Exercise details: Copy out the review of the book on John Pendleton Kennedy word for word, from start to finish.

Supplied passage:
In lieu of an abstract, here is a brief excerpt of the content:

Reviewed by:
  • John Pendleton Kennedy: Early American Novelist, Whig Statesman, and Ardent Nationalist by Andrew R. Black
  • John F. Kvach
John Pendleton Kennedy: Early American Novelist, Whig Statesman, and Ardent Nationalist. By Andrew R. Black. Southern Biography. (Baton Rouge: Louisiana State University Press, 2016. Pp. xii, 343. $48.00, ISBN 978-0-8071-6294-1.)

In John Pendleton Kennedy: Early American Novelist, Whig Statesman, and Ardent Nationalist, Andrew R. Black explores the connections between the fictional writings and political leanings of one of nineteenth-century America's most popular authors. John Pendleton Kennedy emerged from Baltimore's busy streets worldlier than most southern boys his age. Born in 1795, at a time when British interference, economic uncertainty, and a growing sense of individualism pervaded American culture in the years before the War of 1812, Kennedy channeled his family struggles, strict moral code, and creativity into becoming a strident nationalist who wanted to aid his nation. The pen became Kennedy's primary tool, and he used it to further his literary career and become a vocal booster of the Whig Party.

Records supplied:
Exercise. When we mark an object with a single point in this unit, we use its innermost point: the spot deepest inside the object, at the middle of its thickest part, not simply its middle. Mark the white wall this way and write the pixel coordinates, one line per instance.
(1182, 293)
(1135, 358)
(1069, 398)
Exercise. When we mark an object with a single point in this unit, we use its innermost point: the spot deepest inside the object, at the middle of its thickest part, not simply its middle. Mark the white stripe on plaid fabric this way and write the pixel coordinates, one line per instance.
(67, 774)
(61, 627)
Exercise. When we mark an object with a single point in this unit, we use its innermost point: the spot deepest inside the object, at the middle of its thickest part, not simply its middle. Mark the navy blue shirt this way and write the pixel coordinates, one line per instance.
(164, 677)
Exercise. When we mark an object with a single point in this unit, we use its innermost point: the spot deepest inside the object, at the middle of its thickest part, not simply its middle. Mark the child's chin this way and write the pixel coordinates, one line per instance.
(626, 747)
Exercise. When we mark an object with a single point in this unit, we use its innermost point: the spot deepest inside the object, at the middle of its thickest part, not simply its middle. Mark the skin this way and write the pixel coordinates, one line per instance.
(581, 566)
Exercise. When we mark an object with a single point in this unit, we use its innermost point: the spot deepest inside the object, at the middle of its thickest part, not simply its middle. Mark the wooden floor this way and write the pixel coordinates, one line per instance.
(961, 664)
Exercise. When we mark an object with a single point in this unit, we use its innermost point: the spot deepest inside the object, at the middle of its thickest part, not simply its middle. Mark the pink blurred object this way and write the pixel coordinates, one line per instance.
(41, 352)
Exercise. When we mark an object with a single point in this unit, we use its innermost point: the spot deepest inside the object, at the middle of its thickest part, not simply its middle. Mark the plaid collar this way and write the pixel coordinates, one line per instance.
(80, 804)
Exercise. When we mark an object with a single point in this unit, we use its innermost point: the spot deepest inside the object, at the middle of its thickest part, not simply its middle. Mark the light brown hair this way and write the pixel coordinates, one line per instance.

Solution for this exercise:
In lieu of an abstract, here is a brief excerpt of the content:

Reviewed by:
  • John Pendleton Kennedy: Early American Novelist, Whig Statesman, and Ardent Nationalist by Andrew R. Black
  • John F. Kvach
John Pendleton Kennedy: Early American Novelist, Whig Statesman, and Ardent Nationalist. By Andrew R. Black. Southern Biography. (Baton Rouge: Louisiana State University Press, 2016. Pp. xii, 343. $48.00, ISBN 978-0-8071-6294-1.)

In John Pendleton Kennedy: Early American Novelist, Whig Statesman, and Ardent Nationalist, Andrew R. Black explores the connections between the fictional writings and political leanings of one of nineteenth-century America's most popular authors. John Pendleton Kennedy emerged from Baltimore's busy streets worldlier than most southern boys his age. Born in 1795, at a time when British interference, economic uncertainty, and a growing sense of individualism pervaded American culture in the years before the War of 1812, Kennedy channeled his family struggles, strict moral code, and creativity into becoming a strident nationalist who wanted to aid his nation. The pen became Kennedy's primary tool, and he used it to further his literary career and become a vocal booster of the Whig Party.